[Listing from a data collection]
---
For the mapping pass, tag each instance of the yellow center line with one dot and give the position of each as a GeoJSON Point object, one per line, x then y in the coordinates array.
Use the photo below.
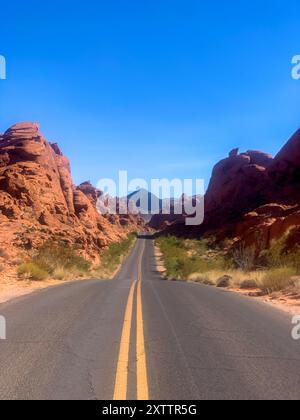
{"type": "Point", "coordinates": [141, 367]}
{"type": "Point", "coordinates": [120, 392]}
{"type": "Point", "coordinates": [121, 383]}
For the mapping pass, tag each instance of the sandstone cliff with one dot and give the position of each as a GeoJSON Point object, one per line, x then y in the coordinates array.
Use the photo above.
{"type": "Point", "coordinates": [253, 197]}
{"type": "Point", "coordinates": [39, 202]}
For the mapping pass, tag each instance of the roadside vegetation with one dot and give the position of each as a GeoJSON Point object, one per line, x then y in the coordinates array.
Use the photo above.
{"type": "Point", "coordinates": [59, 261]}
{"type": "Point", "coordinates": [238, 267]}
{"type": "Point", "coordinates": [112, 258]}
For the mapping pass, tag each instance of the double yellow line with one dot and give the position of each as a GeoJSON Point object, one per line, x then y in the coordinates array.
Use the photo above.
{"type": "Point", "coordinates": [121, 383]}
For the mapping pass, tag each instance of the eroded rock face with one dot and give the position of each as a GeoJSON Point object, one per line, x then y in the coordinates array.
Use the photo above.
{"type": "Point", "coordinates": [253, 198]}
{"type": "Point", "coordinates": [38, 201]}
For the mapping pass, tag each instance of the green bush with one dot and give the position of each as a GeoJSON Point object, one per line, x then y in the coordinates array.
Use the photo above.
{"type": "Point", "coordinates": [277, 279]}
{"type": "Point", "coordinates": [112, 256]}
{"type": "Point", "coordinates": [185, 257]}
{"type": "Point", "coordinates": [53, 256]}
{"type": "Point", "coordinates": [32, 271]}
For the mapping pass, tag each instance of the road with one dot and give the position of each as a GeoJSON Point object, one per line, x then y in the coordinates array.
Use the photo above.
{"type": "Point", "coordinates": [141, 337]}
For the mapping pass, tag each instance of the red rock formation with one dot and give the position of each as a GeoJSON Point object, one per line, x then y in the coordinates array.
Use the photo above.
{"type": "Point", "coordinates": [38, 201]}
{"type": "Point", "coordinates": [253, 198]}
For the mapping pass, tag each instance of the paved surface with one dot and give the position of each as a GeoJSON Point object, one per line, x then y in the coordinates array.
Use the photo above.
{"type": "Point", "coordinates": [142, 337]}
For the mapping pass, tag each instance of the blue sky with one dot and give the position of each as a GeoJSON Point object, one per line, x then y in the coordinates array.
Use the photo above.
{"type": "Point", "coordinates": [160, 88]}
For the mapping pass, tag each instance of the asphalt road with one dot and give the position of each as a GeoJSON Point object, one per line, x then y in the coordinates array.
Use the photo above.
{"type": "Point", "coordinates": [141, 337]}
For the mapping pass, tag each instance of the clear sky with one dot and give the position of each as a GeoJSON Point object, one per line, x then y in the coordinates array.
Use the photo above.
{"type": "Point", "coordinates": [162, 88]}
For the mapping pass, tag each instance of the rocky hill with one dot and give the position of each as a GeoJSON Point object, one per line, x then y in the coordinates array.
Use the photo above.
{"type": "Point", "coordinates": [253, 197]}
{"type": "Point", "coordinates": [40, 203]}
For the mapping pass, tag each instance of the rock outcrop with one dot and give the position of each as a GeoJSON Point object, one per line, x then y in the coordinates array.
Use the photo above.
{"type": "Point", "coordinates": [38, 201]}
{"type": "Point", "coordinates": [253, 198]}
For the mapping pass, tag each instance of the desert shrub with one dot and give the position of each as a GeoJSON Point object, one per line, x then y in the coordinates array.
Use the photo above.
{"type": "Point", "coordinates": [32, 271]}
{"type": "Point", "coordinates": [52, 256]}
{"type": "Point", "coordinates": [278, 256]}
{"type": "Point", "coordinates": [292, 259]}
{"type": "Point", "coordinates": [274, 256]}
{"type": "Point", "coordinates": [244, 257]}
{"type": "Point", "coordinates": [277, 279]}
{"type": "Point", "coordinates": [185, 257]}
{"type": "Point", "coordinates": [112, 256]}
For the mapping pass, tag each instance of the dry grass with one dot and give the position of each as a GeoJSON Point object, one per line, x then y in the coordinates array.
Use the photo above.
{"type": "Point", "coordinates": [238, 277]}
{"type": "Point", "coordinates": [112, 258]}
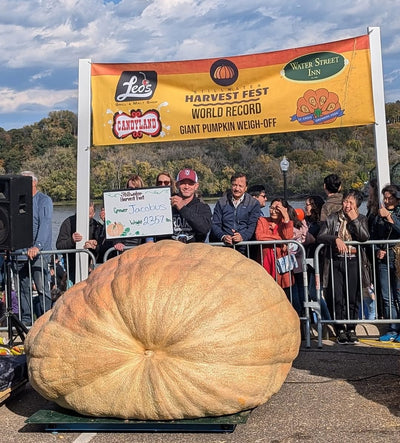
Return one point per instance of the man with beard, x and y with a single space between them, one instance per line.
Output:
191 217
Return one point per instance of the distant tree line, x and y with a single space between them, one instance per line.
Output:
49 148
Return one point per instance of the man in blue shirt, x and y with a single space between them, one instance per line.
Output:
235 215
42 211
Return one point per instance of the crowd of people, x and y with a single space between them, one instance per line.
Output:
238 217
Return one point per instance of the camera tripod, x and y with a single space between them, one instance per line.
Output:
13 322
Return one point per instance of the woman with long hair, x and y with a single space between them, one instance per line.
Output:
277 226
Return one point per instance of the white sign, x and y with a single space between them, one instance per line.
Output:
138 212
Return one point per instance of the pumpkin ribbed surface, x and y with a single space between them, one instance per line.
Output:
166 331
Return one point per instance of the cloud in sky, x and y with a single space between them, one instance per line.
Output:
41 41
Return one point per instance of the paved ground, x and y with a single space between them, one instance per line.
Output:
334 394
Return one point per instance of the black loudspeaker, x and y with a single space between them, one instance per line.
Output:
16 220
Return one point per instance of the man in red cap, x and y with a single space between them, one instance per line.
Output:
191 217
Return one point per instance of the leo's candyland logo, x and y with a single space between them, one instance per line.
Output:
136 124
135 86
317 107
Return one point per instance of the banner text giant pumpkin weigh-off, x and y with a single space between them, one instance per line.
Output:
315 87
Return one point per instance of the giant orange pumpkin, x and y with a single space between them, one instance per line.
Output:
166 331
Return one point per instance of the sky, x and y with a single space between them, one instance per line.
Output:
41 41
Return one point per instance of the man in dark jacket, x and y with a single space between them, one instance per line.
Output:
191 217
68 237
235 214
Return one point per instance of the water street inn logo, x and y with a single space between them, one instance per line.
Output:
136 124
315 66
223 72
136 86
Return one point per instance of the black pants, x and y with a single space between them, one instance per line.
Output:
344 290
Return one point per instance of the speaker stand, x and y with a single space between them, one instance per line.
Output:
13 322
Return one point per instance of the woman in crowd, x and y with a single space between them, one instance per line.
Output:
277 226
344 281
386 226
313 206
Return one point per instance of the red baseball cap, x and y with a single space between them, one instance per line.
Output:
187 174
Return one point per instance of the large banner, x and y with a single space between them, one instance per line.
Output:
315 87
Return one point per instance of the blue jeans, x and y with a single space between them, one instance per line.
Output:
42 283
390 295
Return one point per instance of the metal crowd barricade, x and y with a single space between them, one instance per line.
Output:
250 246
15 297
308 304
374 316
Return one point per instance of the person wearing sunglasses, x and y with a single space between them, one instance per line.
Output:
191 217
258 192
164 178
---
Copy out the stretch of the listing from the line containing "Return one point per instance of the red" through the end of the listing, reproducing each line verbatim.

Solved exercise ▸
Return one point per instance of the red baseball cap, x and y with a single space between them, one instance per line.
Output:
187 174
Return one point per instance of the large banner, x and y with a single space between them, one instance per line.
Output:
315 87
Return one point per instance of the blue jeans, x and y with a single space between them, one instance per line.
Output:
42 283
390 295
Return one point per instance of the metal crowd barricade, x and y with a single space between them, one instance per line.
Output:
250 246
15 297
308 304
374 316
Return one point per instance of the person wearing sunglasses, x and y with a single space between them, one instance per line.
Output:
191 217
258 192
164 178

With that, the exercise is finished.